* **WHAT YOU HAVE TO DO**
From the line with "trunk in the photo above." to the final line of the records, reproduce every line exactly and only those lines.

* **RAW RECORDS**
_ _ _

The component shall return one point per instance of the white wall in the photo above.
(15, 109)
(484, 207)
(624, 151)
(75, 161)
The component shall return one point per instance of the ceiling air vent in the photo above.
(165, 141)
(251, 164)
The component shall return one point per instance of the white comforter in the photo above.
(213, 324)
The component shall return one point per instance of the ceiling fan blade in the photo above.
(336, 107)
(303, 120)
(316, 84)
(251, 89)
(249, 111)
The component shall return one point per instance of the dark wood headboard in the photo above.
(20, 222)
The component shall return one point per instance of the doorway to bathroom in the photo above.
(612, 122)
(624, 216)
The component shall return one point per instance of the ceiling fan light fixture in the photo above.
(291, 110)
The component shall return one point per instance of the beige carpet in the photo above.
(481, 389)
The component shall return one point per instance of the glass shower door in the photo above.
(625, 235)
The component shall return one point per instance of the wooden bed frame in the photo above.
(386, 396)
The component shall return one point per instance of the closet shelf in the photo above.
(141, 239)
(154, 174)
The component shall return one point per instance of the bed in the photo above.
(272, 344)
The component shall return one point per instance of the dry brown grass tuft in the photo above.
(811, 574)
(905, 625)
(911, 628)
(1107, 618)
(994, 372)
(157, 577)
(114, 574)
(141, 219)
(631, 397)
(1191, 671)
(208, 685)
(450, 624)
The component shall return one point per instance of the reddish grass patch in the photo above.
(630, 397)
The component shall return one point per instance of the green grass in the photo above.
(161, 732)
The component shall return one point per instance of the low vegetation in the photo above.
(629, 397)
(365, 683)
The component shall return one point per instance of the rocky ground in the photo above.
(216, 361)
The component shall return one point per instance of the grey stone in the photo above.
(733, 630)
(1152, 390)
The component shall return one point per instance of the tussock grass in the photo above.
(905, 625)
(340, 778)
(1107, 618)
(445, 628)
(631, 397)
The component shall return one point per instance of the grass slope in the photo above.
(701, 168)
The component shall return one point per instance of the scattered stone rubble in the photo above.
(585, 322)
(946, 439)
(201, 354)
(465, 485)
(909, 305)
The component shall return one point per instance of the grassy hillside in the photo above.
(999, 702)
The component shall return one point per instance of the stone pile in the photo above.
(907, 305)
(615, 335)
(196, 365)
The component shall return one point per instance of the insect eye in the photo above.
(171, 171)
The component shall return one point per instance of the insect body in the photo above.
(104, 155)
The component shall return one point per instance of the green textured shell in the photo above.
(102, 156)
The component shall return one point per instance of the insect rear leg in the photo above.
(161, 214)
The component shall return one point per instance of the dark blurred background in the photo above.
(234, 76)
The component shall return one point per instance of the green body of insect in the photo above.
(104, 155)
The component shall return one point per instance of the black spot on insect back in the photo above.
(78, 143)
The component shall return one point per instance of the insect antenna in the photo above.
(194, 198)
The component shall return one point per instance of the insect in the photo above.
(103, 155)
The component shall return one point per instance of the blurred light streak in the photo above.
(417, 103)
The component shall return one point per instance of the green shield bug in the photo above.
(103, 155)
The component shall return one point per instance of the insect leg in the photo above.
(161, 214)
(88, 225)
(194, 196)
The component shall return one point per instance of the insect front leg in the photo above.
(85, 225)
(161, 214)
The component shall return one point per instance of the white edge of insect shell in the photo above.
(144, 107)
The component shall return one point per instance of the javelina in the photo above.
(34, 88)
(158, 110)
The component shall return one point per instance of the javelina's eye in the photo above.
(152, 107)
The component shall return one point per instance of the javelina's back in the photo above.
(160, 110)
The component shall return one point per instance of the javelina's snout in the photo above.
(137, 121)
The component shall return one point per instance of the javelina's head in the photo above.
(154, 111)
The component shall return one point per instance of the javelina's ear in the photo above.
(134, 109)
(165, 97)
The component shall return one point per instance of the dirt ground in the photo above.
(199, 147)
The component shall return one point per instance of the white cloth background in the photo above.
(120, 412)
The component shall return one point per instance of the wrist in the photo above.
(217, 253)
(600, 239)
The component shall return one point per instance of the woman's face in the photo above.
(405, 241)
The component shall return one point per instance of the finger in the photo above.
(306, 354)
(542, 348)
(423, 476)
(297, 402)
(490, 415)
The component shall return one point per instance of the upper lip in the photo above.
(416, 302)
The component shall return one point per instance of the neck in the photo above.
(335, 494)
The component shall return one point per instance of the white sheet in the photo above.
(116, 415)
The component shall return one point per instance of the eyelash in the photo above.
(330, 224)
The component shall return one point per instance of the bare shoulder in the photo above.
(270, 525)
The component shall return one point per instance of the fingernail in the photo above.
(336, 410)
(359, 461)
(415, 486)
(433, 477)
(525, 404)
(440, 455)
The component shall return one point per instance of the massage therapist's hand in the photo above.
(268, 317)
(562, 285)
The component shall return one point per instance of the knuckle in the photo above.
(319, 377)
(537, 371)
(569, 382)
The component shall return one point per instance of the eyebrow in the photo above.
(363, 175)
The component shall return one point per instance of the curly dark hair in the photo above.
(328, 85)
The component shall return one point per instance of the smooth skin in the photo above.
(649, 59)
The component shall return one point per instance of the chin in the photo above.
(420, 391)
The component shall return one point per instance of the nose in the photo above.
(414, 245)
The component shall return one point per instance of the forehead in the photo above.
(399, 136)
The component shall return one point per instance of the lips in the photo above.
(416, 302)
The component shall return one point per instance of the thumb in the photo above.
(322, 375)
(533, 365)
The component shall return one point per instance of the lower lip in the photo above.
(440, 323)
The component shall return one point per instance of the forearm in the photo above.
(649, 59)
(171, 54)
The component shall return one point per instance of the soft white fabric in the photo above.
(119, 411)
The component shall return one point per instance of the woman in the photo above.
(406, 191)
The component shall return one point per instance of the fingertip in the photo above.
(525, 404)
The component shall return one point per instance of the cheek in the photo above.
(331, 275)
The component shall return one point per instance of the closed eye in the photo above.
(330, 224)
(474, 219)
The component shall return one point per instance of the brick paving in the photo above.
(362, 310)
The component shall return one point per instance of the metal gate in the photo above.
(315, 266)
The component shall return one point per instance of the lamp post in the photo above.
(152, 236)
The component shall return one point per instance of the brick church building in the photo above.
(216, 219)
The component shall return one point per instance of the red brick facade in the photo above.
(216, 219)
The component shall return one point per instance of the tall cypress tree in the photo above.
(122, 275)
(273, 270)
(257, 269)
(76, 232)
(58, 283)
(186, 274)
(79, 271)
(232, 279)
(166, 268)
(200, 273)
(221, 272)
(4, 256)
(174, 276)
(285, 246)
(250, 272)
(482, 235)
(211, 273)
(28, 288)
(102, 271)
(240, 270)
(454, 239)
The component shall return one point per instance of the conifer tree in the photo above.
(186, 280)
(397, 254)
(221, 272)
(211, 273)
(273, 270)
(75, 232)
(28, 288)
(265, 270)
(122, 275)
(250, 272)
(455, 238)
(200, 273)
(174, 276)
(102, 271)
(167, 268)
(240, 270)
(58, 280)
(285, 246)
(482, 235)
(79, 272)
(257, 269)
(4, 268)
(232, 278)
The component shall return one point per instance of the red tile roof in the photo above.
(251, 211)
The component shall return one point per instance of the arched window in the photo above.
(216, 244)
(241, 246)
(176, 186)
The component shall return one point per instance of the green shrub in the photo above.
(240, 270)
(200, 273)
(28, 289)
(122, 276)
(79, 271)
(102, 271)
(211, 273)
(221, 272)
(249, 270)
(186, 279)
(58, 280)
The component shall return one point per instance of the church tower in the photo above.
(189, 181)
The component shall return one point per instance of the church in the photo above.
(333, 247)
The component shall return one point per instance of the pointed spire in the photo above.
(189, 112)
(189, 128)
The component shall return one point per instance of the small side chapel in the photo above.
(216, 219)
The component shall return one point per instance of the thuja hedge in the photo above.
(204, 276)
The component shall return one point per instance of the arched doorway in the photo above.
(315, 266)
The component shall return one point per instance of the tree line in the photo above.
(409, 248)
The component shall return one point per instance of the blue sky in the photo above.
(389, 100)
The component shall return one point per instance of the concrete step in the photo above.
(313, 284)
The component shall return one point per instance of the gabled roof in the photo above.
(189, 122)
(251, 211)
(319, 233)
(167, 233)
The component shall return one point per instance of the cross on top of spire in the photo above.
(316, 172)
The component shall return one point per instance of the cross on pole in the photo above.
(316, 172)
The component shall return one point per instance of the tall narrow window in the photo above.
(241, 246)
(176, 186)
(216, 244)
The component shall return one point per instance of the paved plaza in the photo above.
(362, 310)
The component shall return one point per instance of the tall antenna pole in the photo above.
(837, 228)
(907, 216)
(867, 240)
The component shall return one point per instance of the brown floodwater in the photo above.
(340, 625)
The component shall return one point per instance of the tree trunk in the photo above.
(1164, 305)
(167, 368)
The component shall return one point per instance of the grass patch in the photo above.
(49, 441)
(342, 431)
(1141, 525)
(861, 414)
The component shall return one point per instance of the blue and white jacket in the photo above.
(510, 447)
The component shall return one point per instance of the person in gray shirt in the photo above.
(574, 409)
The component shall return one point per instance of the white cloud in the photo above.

_ _ _

* **WRITTEN SOLUTION**
The component shall return one point per instance of the tree trunk in the photo above.
(1164, 305)
(167, 368)
The component shall return one point per instance of the grass patch in the photo above.
(49, 441)
(342, 431)
(1141, 525)
(861, 414)
The component shall return one point per instance of the blue and white jacket in the photo above.
(510, 447)
The component shall return one point per instance of the person in gray shirt in the photo above.
(574, 409)
The component shall return one point per instance of the white cloud in the photo above.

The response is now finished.